Work instruction: Reproduce each record verbatim, images excluded.
(Beginning of Provided material)
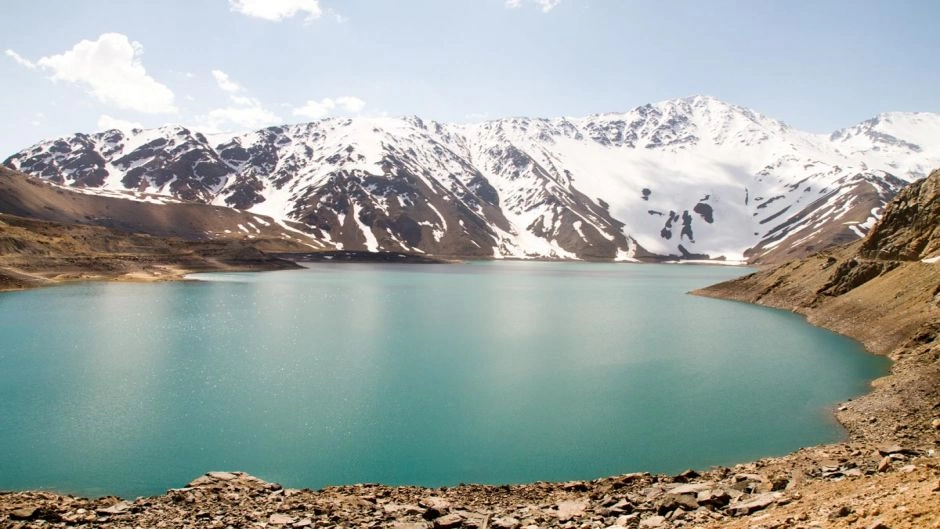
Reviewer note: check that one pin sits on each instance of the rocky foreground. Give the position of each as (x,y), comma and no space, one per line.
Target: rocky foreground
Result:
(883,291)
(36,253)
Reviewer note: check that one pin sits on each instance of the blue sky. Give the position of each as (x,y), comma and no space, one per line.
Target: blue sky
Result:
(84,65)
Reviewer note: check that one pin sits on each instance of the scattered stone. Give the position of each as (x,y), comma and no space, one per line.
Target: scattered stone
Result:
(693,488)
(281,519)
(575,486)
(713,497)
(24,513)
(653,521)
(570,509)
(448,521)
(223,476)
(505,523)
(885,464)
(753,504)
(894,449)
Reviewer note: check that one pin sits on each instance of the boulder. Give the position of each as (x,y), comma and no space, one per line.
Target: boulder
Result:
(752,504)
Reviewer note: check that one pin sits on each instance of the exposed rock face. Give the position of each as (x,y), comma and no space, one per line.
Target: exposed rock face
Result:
(End of Provided material)
Result below:
Reviewer note: check that one pin sits on each instance of the rocky foreground. Give the position of each as (x,y), comma and no space, one per line.
Target: rocky foreground
Result:
(883,291)
(36,253)
Reviewer note: check that one pin sits on each instance of the blue sky. Give the position of each as (x,y), comma and no space, one per line.
Target: blue sky
Result:
(84,65)
Reviewer note: check that one pin sits on each instance of the scattered stone. Give the position of each as (x,y), comma and no space, one per line.
Target: scattered stone
Result:
(693,488)
(281,519)
(575,486)
(713,497)
(24,513)
(653,521)
(570,509)
(448,521)
(223,476)
(505,523)
(885,464)
(753,504)
(894,449)
Reviewer note: check that one pin sits on each instance of the boulder. Give the position of each as (x,y), comma and no space, one per line.
Target: boulder
Result:
(752,504)
Reviewer note: check that one pin sits on each instance of the exposed rock face. Give the position of each as (x,y), comma and no space, one per line.
Target: exposed rock face
Result:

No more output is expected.